### Task details
The answer must consist of every line from the data that holds the string "glass".

### Source material
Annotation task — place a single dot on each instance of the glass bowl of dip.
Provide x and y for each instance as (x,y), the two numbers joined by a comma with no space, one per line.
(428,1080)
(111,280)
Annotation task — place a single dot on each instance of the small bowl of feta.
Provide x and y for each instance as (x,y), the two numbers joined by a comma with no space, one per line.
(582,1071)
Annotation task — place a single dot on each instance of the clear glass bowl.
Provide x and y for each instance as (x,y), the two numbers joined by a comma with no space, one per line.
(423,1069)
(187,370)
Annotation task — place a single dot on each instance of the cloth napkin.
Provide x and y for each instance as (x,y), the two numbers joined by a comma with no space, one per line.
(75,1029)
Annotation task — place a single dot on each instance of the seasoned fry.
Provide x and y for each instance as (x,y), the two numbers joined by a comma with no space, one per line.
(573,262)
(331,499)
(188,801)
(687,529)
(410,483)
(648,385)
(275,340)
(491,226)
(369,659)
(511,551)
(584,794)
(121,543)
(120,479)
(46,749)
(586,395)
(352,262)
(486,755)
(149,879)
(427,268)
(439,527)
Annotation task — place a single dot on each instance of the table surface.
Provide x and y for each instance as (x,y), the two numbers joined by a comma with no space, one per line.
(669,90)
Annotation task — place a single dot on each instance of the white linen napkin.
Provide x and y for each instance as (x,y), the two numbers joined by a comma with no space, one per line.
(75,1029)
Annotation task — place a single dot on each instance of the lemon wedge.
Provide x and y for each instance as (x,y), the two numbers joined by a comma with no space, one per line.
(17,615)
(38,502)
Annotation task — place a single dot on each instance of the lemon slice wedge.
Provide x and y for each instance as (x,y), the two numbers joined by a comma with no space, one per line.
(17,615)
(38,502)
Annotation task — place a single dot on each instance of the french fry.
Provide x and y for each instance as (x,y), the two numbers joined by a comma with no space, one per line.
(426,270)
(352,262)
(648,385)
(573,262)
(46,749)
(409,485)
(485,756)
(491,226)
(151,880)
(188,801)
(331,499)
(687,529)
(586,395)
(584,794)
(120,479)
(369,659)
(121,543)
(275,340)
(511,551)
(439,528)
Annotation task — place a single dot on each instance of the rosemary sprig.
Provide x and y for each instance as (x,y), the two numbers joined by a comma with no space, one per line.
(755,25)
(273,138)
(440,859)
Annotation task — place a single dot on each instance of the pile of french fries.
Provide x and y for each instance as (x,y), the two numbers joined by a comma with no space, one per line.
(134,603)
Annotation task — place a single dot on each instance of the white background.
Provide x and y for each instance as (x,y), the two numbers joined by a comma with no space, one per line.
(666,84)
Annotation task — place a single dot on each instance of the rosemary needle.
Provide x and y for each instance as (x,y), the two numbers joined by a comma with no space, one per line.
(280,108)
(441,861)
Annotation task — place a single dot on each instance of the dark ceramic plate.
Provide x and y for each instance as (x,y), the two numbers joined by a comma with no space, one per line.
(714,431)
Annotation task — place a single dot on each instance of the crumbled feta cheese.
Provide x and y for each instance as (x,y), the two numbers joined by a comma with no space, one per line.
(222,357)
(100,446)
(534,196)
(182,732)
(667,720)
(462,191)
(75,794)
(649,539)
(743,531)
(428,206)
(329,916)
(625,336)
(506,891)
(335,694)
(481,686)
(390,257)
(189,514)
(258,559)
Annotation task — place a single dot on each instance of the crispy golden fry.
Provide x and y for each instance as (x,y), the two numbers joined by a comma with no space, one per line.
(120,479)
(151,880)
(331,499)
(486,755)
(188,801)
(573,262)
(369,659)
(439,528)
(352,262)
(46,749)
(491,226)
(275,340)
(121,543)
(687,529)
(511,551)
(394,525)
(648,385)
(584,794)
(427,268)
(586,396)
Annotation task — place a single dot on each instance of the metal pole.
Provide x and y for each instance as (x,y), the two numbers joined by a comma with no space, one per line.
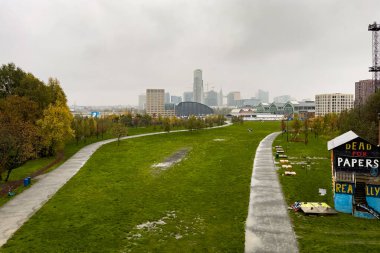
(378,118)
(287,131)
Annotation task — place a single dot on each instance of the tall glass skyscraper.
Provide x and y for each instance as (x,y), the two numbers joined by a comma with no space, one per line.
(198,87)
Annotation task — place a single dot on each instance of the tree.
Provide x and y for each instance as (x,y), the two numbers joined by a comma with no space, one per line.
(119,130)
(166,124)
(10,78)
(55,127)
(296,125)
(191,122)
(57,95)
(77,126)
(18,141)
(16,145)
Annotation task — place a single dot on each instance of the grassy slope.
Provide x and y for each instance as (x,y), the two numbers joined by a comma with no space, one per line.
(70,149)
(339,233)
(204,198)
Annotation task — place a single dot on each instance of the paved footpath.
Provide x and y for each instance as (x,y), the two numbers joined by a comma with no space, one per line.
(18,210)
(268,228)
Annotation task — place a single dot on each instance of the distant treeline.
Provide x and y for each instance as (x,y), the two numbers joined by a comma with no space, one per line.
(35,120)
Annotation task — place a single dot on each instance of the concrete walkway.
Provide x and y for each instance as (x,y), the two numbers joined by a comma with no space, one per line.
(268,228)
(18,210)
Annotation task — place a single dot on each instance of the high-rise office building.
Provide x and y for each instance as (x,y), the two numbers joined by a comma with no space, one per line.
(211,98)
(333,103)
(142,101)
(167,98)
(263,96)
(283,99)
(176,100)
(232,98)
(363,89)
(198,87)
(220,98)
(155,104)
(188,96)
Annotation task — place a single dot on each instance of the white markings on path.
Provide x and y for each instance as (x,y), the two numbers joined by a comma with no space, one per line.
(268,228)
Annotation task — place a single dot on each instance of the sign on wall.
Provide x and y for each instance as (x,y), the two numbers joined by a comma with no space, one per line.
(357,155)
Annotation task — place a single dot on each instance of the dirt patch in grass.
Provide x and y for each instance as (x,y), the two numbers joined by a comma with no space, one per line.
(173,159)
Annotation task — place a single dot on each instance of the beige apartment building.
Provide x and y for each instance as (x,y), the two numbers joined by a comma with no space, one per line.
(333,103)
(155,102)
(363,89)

...

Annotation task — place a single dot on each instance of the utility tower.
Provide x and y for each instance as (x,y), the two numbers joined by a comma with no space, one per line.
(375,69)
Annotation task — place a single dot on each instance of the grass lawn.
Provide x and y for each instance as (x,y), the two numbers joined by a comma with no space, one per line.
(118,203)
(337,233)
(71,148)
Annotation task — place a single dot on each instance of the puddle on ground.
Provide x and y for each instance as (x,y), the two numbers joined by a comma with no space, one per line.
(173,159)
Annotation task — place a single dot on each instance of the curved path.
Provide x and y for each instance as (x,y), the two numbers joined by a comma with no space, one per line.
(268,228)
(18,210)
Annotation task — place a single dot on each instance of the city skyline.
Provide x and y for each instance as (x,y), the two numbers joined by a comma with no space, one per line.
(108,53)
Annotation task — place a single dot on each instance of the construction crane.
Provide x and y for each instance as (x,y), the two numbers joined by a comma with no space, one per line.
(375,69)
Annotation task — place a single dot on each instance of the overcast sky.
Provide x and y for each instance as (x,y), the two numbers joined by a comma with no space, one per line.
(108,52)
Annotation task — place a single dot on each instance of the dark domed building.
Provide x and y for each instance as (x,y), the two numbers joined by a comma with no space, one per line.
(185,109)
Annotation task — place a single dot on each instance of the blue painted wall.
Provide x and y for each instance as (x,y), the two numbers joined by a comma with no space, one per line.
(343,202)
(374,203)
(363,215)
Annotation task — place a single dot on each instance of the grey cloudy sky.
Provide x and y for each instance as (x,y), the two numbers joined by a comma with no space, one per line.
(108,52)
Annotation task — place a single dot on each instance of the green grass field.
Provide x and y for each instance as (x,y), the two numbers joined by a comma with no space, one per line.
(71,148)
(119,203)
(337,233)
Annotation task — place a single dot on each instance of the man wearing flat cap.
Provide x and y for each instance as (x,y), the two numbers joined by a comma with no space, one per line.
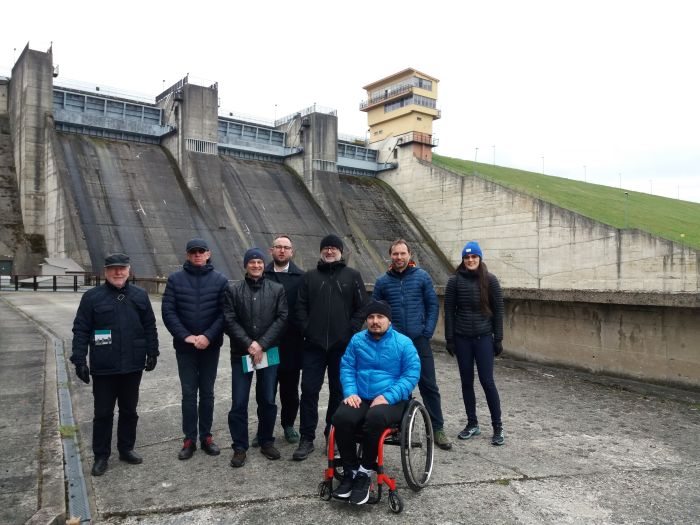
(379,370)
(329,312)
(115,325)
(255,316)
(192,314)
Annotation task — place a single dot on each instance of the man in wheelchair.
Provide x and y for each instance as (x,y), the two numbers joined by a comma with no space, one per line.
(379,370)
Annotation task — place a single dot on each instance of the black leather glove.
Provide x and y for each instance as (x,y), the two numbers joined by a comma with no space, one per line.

==

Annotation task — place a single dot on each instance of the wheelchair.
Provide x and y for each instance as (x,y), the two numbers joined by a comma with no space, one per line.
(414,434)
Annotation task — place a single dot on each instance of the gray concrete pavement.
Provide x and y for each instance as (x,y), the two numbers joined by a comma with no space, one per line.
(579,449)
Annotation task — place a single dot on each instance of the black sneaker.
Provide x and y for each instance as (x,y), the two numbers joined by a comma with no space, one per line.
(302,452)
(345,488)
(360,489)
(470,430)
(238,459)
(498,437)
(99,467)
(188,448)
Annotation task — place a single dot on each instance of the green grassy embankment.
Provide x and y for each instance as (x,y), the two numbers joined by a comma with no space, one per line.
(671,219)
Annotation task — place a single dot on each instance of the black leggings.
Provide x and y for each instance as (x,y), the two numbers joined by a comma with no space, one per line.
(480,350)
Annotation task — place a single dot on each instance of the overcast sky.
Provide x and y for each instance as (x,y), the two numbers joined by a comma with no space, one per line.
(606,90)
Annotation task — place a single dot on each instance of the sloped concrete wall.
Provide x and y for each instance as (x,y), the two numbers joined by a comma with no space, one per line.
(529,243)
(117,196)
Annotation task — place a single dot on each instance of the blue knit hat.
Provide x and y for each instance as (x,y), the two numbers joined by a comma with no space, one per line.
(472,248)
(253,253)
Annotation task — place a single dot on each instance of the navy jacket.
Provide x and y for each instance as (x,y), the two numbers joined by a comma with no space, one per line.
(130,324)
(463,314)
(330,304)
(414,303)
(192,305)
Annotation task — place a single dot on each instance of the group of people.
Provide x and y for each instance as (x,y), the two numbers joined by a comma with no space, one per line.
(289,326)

### Output of the exercise
Annotation task — place a single dot on each instance of the glass bowl of dip.
Annotation task — place a single dot on each instance of the clear glass bowl.
Annotation task — place a single dot on each instance of the tall glass skyscraper.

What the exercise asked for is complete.